**Information shown**.
==*==
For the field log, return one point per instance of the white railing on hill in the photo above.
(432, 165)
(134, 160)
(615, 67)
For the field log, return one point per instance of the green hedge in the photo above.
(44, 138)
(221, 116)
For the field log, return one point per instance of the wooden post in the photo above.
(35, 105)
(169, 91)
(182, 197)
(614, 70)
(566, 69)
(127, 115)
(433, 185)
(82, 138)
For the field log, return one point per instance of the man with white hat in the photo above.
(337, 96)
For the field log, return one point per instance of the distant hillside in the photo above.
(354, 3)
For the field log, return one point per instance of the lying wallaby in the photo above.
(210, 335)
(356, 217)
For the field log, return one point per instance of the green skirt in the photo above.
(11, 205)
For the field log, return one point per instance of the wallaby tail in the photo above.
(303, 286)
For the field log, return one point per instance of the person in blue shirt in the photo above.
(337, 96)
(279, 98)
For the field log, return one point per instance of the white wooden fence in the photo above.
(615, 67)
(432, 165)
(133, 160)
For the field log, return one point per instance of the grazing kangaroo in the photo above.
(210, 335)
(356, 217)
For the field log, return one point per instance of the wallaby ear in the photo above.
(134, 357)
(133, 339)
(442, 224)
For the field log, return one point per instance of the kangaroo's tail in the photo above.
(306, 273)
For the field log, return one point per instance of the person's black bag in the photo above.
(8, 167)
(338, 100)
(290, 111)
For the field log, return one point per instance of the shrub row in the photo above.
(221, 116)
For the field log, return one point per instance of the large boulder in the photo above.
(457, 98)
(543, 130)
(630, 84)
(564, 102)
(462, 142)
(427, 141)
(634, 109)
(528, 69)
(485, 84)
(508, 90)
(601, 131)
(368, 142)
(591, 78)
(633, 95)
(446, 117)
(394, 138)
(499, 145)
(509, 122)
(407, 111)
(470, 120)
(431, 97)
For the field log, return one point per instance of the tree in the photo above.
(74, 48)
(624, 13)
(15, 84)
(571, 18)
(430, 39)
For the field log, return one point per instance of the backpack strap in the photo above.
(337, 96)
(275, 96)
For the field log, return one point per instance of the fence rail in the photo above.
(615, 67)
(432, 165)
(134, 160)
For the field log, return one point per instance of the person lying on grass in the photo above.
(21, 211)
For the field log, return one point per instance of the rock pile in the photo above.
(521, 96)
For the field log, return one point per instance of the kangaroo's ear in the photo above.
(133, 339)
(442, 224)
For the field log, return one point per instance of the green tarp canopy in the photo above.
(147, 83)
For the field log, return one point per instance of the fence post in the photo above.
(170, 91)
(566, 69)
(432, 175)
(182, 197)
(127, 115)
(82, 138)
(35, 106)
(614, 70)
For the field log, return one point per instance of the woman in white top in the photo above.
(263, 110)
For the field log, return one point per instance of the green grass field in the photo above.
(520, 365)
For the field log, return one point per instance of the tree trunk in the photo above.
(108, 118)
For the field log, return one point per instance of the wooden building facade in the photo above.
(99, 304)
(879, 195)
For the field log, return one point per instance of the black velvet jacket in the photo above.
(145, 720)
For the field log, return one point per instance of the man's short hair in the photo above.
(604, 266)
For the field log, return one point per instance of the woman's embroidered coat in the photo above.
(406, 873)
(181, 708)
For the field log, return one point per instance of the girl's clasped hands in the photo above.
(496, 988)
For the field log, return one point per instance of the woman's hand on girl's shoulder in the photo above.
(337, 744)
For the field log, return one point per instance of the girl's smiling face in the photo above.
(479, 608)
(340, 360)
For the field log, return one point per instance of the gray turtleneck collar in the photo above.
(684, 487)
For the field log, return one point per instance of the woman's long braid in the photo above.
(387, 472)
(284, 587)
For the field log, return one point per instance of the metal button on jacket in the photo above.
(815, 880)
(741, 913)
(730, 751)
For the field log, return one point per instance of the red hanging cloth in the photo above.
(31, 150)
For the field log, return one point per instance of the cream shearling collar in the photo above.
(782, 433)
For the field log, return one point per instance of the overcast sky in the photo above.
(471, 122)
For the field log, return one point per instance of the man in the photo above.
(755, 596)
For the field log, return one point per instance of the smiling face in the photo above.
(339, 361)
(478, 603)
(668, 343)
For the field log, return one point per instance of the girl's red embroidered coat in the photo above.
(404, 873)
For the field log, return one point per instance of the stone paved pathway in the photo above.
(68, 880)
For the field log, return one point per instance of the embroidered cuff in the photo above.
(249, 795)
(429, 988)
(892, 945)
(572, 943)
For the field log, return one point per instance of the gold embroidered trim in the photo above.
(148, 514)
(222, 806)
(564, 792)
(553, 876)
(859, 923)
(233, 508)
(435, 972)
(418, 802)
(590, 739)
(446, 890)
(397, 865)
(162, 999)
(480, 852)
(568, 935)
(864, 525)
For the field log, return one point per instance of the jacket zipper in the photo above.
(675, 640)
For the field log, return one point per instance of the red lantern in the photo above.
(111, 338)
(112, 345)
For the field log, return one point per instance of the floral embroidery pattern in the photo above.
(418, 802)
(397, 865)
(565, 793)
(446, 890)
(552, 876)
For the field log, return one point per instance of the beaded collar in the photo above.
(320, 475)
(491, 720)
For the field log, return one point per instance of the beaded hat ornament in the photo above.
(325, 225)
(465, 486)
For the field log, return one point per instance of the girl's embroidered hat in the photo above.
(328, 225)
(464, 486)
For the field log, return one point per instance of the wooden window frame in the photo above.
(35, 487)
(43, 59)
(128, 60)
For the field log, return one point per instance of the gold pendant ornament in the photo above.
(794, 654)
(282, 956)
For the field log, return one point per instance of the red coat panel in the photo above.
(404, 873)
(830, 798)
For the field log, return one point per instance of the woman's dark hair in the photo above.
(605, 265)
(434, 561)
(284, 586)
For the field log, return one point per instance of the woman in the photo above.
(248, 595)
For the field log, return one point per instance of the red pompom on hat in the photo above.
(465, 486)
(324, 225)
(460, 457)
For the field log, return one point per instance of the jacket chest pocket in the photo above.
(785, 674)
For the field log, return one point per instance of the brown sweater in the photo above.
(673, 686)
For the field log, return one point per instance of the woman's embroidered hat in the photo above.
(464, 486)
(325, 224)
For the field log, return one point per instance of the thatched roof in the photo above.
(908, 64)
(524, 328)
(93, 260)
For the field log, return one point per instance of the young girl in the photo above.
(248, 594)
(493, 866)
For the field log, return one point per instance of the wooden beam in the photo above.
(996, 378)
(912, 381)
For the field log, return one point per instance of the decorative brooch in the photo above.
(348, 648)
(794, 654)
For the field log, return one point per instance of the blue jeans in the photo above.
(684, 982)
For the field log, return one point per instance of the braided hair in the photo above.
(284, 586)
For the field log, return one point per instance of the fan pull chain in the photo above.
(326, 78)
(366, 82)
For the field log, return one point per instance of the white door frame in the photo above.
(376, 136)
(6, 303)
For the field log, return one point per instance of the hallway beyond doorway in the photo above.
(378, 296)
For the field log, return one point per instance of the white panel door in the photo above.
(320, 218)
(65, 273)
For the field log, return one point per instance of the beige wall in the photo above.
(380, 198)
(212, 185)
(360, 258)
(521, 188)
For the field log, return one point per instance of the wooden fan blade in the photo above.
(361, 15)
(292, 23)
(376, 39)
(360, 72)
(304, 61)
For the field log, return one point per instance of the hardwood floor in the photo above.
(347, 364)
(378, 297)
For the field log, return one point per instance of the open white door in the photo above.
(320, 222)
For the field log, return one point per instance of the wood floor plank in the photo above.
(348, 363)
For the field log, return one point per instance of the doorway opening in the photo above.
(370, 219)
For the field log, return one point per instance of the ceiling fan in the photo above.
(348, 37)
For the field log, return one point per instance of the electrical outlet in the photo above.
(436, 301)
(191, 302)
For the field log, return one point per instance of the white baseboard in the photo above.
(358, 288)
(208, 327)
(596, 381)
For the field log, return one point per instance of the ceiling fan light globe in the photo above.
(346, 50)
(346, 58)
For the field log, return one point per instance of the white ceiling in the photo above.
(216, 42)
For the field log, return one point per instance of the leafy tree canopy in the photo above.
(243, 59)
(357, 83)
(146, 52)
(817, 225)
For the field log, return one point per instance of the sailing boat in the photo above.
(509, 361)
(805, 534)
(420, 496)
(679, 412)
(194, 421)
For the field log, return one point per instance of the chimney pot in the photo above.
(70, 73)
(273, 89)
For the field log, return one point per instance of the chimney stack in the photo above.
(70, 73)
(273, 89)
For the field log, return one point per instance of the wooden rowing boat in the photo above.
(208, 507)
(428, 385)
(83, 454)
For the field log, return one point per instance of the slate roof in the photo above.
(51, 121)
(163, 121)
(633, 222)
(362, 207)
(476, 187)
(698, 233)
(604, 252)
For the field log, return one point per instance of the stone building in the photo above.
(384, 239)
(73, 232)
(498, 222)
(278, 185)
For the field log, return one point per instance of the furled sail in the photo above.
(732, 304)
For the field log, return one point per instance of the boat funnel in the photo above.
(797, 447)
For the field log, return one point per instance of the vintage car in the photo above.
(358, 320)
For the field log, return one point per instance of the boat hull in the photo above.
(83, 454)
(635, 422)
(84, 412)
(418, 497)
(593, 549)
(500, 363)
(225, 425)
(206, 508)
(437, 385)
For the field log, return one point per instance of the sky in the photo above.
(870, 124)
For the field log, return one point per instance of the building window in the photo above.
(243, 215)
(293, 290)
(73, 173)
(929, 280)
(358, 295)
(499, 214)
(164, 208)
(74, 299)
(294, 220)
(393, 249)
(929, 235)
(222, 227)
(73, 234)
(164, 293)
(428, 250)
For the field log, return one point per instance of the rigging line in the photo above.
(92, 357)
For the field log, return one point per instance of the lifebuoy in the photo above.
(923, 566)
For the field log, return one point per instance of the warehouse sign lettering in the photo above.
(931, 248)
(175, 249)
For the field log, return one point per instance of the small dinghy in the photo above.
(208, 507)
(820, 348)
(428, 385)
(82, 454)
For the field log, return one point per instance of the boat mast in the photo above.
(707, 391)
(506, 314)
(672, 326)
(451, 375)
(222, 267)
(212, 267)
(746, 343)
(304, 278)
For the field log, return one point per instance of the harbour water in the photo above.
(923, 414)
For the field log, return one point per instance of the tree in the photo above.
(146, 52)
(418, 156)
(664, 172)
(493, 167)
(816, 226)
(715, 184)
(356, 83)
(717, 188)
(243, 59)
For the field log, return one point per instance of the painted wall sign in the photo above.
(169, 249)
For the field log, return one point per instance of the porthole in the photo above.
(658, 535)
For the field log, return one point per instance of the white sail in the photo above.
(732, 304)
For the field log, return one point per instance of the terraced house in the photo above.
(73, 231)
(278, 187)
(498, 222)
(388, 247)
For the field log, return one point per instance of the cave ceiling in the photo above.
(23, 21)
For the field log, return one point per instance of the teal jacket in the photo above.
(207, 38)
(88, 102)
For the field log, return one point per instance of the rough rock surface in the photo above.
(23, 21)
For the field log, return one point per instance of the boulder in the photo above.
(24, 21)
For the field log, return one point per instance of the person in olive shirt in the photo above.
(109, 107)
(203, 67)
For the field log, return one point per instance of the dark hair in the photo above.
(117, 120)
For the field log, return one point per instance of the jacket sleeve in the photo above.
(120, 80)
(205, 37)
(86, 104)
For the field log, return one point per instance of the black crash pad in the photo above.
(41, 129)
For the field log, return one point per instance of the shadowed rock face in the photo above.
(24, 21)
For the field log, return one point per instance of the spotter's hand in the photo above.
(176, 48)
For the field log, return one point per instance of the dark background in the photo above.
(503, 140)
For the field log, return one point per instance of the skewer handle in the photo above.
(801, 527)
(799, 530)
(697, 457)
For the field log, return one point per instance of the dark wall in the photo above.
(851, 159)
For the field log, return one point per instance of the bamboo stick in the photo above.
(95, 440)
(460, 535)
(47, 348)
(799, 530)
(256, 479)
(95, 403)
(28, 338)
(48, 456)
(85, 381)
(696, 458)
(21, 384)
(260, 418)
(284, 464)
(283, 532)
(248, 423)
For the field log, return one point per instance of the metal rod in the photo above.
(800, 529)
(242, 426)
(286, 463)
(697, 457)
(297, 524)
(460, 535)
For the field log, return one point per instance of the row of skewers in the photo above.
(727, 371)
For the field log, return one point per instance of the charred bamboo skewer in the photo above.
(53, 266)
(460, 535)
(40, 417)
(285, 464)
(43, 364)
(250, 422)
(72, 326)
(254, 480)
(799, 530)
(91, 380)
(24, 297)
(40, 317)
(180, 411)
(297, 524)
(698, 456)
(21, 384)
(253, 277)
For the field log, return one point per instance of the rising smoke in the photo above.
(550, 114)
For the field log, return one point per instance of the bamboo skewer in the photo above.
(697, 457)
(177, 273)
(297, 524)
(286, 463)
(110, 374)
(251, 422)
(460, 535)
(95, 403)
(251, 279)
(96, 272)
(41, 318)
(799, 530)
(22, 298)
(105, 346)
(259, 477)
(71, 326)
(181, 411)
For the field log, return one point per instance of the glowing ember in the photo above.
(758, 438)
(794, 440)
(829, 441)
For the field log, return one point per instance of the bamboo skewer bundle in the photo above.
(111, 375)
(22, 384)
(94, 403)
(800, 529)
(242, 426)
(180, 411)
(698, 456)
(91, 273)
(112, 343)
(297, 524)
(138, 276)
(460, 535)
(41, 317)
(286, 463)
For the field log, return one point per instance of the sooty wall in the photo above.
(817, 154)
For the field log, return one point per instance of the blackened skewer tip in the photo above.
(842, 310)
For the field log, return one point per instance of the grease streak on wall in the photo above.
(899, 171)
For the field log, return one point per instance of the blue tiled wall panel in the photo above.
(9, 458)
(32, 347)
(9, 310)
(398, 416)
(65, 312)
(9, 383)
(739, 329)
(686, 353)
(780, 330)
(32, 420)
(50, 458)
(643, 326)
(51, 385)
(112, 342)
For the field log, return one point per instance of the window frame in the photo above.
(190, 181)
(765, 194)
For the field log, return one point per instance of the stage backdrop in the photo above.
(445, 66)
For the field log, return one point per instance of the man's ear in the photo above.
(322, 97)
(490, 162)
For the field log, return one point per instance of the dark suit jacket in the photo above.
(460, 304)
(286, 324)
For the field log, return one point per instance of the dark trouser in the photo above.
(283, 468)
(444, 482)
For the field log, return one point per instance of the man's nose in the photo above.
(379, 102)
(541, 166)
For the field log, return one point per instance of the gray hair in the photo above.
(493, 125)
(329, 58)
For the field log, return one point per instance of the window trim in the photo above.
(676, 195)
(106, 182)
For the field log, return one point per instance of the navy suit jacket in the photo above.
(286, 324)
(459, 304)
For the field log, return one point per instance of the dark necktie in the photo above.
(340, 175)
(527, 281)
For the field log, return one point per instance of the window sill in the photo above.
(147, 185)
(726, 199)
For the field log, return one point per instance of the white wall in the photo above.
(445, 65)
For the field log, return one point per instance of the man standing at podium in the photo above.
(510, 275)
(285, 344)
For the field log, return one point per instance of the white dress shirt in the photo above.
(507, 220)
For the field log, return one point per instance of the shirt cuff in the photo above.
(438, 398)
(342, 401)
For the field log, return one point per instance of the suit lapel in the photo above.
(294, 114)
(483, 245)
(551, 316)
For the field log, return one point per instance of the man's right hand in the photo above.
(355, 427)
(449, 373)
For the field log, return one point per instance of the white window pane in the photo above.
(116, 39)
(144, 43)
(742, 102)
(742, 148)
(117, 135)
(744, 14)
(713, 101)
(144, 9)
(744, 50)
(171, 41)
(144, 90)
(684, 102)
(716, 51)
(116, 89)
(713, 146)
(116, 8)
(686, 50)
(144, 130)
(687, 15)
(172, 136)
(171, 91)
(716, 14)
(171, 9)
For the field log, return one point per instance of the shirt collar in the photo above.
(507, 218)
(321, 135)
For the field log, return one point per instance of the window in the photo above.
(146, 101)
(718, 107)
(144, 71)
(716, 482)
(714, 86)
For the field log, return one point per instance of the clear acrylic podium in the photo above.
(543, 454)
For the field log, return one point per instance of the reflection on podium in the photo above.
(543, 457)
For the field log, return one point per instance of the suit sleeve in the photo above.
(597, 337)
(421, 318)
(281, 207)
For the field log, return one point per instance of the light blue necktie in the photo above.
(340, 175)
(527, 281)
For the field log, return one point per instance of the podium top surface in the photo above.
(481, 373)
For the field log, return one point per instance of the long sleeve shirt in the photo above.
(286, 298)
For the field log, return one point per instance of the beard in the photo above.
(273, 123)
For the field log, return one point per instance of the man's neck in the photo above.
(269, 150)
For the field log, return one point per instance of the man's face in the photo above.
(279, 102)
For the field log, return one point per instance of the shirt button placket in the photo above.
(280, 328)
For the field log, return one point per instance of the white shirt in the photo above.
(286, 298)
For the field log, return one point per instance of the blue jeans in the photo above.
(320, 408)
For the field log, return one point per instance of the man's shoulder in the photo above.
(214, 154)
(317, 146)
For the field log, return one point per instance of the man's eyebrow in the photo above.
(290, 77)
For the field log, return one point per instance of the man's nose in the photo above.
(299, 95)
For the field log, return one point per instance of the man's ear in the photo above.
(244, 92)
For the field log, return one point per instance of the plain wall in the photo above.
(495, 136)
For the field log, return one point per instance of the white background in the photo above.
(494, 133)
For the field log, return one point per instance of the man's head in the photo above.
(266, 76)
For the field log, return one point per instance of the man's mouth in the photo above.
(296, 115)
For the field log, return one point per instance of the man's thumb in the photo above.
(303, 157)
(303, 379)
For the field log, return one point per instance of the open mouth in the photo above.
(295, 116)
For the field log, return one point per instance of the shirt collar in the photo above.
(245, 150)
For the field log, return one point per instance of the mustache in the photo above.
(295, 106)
==*==
**Task brief**. Your task is to transcribe the line containing "placket in the photo above." and every line after it, through the last line of the data, exactly as written and with nothing more.

**Written solution**.
For the field log, return one point per instance of the shirt button placket in the photo above.
(280, 328)
For the field log, return one point per instance of the white shirt in the photo above.
(286, 298)
For the field log, return one point per instance of the blue jeans in the photo above.
(320, 408)
For the field log, return one point per instance of the man's shoulder in the photo above.
(214, 154)
(317, 146)
For the field log, return one point per instance of the man's eyebrow in the photo above.
(290, 77)
For the field log, return one point per instance of the man's nose in the photo above.
(299, 95)
For the field log, return one point per instance of the man's ear in the photo above.
(244, 92)
For the field log, return one point per instance of the plain wall in the photo above.
(495, 136)
For the field log, return one point per instance of the white background in the photo above.
(494, 133)
For the field log, return one point per instance of the man's head in the photo above.
(266, 76)
For the field log, return one point per instance of the man's mouth in the photo above.
(296, 115)
For the field log, return one point per instance of the man's thumb in the photo above.
(303, 157)
(303, 379)
For the field log, return one point per instance of the open mouth in the photo above.
(295, 116)
For the field log, return one point per instance of the shirt collar in the photo above.
(245, 150)
For the field log, return one point per instance of the mustache in the photo above.
(295, 106)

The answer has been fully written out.